Task statement
Look through the data that follows and copy each line with the string "girl".
** Supplied material follows **
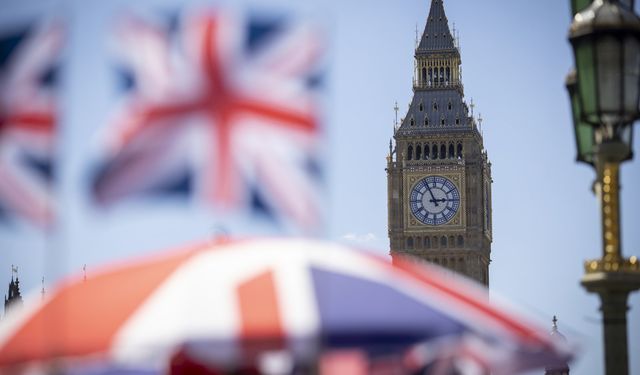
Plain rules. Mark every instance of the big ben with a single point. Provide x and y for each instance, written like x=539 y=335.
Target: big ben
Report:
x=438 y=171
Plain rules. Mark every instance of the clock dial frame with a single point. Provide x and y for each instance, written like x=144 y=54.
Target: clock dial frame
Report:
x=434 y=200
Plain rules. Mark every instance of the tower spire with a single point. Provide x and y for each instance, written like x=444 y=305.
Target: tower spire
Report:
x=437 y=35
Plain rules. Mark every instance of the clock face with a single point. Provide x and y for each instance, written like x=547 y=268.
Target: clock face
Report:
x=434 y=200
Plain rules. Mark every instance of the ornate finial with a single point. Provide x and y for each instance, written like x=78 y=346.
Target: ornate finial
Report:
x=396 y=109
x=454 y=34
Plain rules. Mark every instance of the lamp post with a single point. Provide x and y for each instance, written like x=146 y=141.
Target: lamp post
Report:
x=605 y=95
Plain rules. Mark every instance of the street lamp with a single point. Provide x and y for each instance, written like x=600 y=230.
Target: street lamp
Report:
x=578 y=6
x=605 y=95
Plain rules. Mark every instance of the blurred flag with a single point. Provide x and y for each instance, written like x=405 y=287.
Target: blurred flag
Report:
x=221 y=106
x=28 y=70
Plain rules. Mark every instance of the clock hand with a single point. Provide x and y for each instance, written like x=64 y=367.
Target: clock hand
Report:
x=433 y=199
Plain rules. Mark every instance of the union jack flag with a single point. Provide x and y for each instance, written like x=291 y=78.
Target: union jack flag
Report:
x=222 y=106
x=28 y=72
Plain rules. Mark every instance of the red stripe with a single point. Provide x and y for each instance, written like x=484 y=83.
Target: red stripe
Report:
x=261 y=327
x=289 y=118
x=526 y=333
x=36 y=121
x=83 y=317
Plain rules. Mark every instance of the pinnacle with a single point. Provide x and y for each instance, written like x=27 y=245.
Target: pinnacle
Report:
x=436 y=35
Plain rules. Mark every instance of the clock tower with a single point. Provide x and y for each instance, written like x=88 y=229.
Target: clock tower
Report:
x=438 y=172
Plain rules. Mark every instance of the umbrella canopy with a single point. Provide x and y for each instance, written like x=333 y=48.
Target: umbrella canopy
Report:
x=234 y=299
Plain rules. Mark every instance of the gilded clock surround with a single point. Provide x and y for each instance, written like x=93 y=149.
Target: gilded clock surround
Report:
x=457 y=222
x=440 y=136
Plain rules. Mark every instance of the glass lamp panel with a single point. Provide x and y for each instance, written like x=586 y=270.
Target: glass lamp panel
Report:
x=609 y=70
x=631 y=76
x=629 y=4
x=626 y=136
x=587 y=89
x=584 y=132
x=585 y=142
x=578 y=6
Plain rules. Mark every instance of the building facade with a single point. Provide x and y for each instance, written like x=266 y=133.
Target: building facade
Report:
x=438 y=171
** End of Supplied material **
** Supplied material follows **
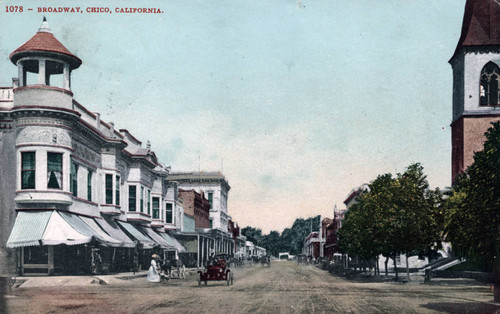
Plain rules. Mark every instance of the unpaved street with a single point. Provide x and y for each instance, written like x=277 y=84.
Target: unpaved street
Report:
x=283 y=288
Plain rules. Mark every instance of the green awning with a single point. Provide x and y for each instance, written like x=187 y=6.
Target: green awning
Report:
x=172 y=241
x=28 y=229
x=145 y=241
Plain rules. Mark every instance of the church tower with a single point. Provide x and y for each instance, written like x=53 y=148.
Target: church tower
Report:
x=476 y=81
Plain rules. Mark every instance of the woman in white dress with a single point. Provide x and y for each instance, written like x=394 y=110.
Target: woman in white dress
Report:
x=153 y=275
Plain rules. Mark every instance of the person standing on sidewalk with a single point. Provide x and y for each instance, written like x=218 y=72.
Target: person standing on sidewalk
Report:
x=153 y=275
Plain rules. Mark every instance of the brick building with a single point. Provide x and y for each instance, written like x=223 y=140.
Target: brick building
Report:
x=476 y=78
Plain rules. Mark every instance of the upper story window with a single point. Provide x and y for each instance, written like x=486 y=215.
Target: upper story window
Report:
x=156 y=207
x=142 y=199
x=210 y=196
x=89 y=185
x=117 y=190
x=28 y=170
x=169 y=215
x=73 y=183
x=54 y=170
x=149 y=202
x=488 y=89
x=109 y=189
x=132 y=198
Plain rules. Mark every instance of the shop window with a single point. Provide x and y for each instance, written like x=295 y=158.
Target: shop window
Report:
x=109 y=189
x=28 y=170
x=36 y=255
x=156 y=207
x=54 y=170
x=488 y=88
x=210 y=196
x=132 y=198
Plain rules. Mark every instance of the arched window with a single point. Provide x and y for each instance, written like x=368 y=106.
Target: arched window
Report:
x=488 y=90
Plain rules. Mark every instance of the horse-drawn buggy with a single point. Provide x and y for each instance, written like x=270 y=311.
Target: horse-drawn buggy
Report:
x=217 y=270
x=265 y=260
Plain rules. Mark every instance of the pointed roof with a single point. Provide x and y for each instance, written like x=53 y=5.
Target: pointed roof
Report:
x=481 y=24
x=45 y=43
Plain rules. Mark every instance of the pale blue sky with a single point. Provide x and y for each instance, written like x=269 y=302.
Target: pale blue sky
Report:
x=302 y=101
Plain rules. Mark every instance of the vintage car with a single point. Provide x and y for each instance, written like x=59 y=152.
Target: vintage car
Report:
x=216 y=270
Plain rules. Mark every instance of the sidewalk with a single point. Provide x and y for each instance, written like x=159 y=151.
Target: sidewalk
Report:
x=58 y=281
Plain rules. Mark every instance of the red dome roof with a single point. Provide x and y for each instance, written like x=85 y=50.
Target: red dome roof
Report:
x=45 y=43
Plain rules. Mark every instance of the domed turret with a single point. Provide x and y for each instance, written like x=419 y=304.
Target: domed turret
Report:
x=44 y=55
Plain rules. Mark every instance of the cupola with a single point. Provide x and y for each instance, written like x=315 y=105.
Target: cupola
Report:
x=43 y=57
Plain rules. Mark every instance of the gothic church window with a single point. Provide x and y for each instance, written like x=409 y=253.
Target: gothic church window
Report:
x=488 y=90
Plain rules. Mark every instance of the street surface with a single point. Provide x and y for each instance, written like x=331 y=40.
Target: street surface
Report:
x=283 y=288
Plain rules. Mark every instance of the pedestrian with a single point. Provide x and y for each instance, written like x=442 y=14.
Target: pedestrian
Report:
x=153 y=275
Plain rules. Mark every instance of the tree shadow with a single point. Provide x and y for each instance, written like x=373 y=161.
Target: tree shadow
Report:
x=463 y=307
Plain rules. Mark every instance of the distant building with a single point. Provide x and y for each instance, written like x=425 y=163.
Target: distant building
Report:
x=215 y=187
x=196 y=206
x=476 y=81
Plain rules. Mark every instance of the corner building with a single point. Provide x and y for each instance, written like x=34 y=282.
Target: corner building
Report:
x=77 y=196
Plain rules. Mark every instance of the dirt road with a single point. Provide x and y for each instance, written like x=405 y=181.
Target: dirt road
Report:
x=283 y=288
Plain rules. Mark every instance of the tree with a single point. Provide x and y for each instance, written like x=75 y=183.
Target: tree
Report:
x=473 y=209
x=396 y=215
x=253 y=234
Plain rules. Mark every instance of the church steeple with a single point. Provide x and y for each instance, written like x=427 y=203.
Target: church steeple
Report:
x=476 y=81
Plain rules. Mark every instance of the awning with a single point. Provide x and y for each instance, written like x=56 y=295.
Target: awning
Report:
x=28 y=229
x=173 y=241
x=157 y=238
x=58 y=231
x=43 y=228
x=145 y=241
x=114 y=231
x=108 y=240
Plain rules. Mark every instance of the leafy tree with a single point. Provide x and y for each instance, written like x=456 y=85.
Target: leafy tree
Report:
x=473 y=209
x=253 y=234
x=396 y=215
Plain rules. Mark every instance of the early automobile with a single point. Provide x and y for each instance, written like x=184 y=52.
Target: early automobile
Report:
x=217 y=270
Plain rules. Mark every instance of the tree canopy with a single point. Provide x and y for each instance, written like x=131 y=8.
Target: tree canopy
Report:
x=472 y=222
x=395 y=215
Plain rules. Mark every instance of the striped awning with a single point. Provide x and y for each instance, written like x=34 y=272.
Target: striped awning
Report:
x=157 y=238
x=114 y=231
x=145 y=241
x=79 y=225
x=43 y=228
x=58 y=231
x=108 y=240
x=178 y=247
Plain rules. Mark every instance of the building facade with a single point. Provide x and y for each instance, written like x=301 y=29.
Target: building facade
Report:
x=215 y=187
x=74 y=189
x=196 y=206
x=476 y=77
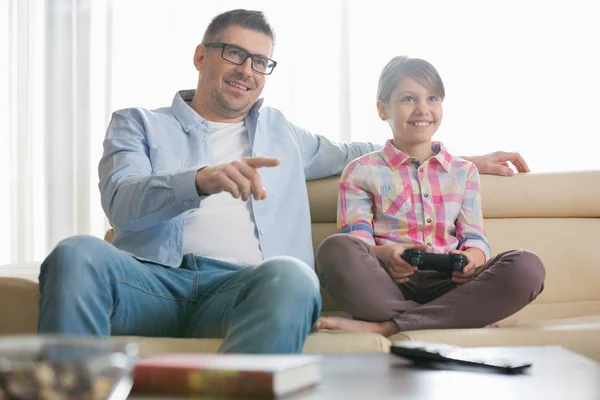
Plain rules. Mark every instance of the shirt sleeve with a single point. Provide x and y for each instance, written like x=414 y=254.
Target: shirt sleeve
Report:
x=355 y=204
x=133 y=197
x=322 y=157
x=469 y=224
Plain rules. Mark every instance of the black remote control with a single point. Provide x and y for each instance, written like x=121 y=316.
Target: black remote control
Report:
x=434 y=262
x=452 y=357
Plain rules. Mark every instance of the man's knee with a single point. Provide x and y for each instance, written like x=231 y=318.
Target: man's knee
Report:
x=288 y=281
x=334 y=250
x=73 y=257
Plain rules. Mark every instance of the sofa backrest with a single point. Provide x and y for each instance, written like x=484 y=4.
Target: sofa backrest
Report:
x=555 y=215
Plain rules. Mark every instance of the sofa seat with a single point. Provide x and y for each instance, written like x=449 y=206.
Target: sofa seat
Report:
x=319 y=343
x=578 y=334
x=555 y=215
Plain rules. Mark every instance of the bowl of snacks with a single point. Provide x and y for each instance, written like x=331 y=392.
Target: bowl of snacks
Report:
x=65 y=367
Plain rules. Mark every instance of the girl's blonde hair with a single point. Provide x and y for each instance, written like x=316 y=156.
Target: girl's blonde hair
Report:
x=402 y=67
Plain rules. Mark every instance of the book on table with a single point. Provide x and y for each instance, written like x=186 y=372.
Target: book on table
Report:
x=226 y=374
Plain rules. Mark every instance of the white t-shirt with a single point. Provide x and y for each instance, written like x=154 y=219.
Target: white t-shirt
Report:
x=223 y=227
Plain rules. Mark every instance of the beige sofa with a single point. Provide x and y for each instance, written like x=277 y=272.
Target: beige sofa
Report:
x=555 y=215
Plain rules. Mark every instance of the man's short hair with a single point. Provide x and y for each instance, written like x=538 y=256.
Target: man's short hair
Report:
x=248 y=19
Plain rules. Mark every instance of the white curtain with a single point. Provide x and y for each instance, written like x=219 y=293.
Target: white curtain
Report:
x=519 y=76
** End of Supplied material **
Result of the task
Plain rules. Mark every instance of the girl's blonde hair with a single point. Provide x and y for each instance, written like x=316 y=156.
Target: girl's blonde hair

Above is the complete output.